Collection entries
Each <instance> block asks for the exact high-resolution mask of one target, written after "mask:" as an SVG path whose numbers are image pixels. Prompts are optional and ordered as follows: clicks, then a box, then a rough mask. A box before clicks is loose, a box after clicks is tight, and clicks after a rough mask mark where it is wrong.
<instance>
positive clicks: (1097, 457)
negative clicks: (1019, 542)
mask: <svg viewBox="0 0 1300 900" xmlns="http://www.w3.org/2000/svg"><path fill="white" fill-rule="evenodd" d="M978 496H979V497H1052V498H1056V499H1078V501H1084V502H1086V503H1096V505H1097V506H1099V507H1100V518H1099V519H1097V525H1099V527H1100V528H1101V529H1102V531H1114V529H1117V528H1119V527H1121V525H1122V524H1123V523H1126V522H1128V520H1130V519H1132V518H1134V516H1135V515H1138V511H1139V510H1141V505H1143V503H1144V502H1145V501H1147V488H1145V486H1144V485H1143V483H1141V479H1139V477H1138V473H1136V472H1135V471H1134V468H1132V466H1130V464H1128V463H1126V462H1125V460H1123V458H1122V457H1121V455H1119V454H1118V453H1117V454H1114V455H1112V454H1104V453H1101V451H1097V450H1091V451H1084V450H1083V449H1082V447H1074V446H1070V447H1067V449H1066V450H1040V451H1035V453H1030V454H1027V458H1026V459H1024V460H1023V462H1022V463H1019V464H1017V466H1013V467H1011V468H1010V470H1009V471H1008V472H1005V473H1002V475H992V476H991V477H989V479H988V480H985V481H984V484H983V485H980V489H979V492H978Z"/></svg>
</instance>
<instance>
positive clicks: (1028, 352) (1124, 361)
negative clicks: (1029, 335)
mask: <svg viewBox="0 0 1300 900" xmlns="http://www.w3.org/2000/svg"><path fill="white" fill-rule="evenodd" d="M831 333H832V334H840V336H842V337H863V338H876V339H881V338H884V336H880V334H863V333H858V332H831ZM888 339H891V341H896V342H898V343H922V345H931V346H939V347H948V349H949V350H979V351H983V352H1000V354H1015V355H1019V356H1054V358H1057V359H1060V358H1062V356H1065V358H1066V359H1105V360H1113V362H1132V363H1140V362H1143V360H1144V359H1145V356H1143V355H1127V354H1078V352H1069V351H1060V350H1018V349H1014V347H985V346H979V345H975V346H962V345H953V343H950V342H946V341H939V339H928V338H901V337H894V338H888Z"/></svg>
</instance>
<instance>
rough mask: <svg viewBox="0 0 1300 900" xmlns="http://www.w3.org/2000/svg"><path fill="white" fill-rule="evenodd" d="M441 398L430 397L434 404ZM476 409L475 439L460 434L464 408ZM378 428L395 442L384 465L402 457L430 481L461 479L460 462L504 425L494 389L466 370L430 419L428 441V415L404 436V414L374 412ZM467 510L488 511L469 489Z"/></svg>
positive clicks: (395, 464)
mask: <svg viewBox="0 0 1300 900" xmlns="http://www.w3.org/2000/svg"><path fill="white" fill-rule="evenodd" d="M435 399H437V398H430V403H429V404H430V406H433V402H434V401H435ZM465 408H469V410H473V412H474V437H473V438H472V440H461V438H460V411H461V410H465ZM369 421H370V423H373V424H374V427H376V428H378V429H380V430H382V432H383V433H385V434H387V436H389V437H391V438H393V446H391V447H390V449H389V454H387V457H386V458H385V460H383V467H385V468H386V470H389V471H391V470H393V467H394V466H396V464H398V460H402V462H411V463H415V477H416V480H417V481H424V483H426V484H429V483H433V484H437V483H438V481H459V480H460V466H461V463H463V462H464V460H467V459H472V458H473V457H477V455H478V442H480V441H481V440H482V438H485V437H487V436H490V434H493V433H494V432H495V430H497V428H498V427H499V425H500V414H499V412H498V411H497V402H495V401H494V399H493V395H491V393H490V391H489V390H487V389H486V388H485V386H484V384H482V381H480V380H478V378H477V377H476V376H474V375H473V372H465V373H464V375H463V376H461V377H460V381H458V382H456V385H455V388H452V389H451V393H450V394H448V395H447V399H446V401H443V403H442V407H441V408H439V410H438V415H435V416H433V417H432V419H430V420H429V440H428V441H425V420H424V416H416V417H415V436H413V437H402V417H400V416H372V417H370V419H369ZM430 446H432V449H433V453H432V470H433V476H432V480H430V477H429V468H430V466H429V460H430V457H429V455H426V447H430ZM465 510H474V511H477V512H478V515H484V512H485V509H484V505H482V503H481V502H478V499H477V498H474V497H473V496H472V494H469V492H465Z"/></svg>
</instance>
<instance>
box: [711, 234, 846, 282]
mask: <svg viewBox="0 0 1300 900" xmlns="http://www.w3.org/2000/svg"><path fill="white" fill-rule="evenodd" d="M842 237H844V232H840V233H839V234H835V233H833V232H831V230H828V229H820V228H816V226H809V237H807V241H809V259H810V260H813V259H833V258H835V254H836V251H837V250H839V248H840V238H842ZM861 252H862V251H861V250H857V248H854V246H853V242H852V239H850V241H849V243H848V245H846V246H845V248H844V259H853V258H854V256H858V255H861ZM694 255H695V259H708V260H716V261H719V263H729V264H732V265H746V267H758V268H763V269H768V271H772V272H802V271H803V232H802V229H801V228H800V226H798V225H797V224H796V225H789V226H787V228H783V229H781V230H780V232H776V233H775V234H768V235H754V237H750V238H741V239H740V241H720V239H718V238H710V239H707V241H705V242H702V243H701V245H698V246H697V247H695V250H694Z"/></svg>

What the task requires -
Rewrite all of the material above, substituting "foreground clicks" for every occurrence of "positive clicks" and leaving everything else unchanged.

Result -
Each <instance> block asks for the exact high-resolution mask of one target, written after "mask:" as an SVG path whose numbers are image pixels. Prompts are optional and ordered as follows: clicks, then a box, then a rough mask. A box before clicks is loose, a box after clicks is tight, and clicks after a rough mask mark where it is wrong.
<instance>
foreground clicks: (1097, 457)
negative clicks: (1019, 542)
mask: <svg viewBox="0 0 1300 900" xmlns="http://www.w3.org/2000/svg"><path fill="white" fill-rule="evenodd" d="M978 496H979V497H1052V498H1056V499H1078V501H1084V502H1086V503H1096V505H1097V506H1099V507H1100V518H1099V519H1097V525H1099V527H1100V528H1101V529H1102V531H1114V529H1117V528H1119V527H1121V525H1122V524H1123V523H1126V522H1128V520H1130V519H1132V518H1134V516H1135V515H1138V511H1139V510H1141V505H1143V503H1144V502H1145V501H1147V488H1145V486H1144V485H1143V483H1141V479H1139V477H1138V473H1136V472H1135V471H1134V468H1132V466H1130V464H1128V463H1126V462H1125V460H1123V458H1122V457H1121V455H1119V454H1118V453H1117V454H1114V455H1112V454H1104V453H1101V451H1097V450H1091V451H1084V450H1083V449H1082V447H1074V446H1070V447H1067V449H1066V450H1040V451H1035V453H1030V454H1027V458H1026V459H1024V460H1023V462H1022V463H1019V464H1017V466H1013V467H1011V468H1010V470H1009V471H1008V472H1005V473H1002V475H992V476H991V477H989V479H988V480H985V481H984V484H983V485H980V489H979V492H978Z"/></svg>
</instance>
<instance>
foreground clicks: (1028, 352) (1124, 361)
negative clicks: (1029, 335)
mask: <svg viewBox="0 0 1300 900" xmlns="http://www.w3.org/2000/svg"><path fill="white" fill-rule="evenodd" d="M831 333H832V334H840V336H842V337H863V338H876V339H881V338H884V336H880V334H863V333H858V332H831ZM888 339H891V341H896V342H898V343H922V345H931V346H939V347H948V349H949V350H979V351H983V352H1000V354H1015V355H1019V356H1054V358H1057V359H1060V358H1062V356H1065V358H1066V359H1105V360H1113V362H1132V363H1140V362H1143V360H1144V359H1145V356H1143V355H1127V354H1078V352H1069V351H1060V350H1018V349H1014V347H985V346H979V345H975V346H962V345H953V343H950V342H946V341H939V339H928V338H901V337H894V338H888Z"/></svg>
</instance>
<instance>
rough mask: <svg viewBox="0 0 1300 900" xmlns="http://www.w3.org/2000/svg"><path fill="white" fill-rule="evenodd" d="M441 398L430 397L434 404ZM476 409L475 439L460 434L464 408ZM378 428L395 442L384 465L402 457L430 481L461 479L460 462L504 425L494 389L466 370L430 419L428 441V415L404 436V414L374 412ZM467 510L488 511L469 489Z"/></svg>
foreground clicks: (395, 464)
mask: <svg viewBox="0 0 1300 900" xmlns="http://www.w3.org/2000/svg"><path fill="white" fill-rule="evenodd" d="M435 399H437V398H430V403H429V404H430V406H433V402H434V401H435ZM465 408H469V410H473V412H474V437H473V438H472V440H461V438H460V411H461V410H465ZM369 421H370V423H373V424H374V427H376V428H378V429H380V430H382V432H383V433H385V434H387V436H389V437H391V438H393V446H391V447H390V449H389V454H387V457H386V458H385V460H383V467H385V468H386V470H389V471H391V470H393V467H394V466H396V464H398V460H402V462H411V463H415V477H416V480H417V481H424V483H426V484H429V483H433V484H437V483H438V481H459V480H460V466H461V463H463V462H464V460H467V459H472V458H473V457H477V455H478V442H480V441H481V440H482V438H485V437H487V436H490V434H493V433H494V432H495V430H497V428H498V427H499V425H500V414H499V412H498V411H497V402H495V401H494V399H493V395H491V393H490V391H489V390H487V389H486V388H485V386H484V384H482V381H480V380H478V378H477V377H476V376H474V375H473V372H465V373H464V375H463V376H461V377H460V381H458V382H456V385H455V388H452V389H451V393H450V394H448V395H447V399H446V401H443V403H442V407H441V408H439V410H438V415H435V416H433V417H432V419H430V420H429V440H428V441H425V420H424V416H416V417H415V436H413V437H402V417H400V416H372V417H370V419H369ZM430 446H432V449H433V453H432V470H433V476H432V480H430V477H429V468H430V466H429V460H430V457H429V455H426V447H430ZM465 510H474V511H477V512H478V515H484V512H485V509H484V505H482V503H481V502H478V499H477V498H474V497H473V496H472V494H469V492H465Z"/></svg>
</instance>
<instance>
box: [711, 234, 846, 282]
mask: <svg viewBox="0 0 1300 900" xmlns="http://www.w3.org/2000/svg"><path fill="white" fill-rule="evenodd" d="M842 237H844V232H840V233H839V234H835V233H833V232H831V230H828V229H820V228H816V226H809V237H807V241H809V259H810V260H813V259H833V258H835V254H836V251H837V250H839V248H840V238H842ZM861 252H862V251H861V250H857V248H854V246H853V242H852V239H850V241H849V243H848V245H846V246H845V248H844V259H853V258H854V256H858V255H861ZM694 255H695V259H708V260H716V261H719V263H729V264H732V265H746V267H758V268H763V269H768V271H772V272H802V271H803V232H802V229H801V228H800V226H798V225H797V224H796V225H789V226H787V228H783V229H781V230H780V232H776V233H775V234H768V235H754V237H750V238H741V239H740V241H720V239H718V238H710V239H707V241H705V242H702V243H701V245H698V246H697V247H695V250H694Z"/></svg>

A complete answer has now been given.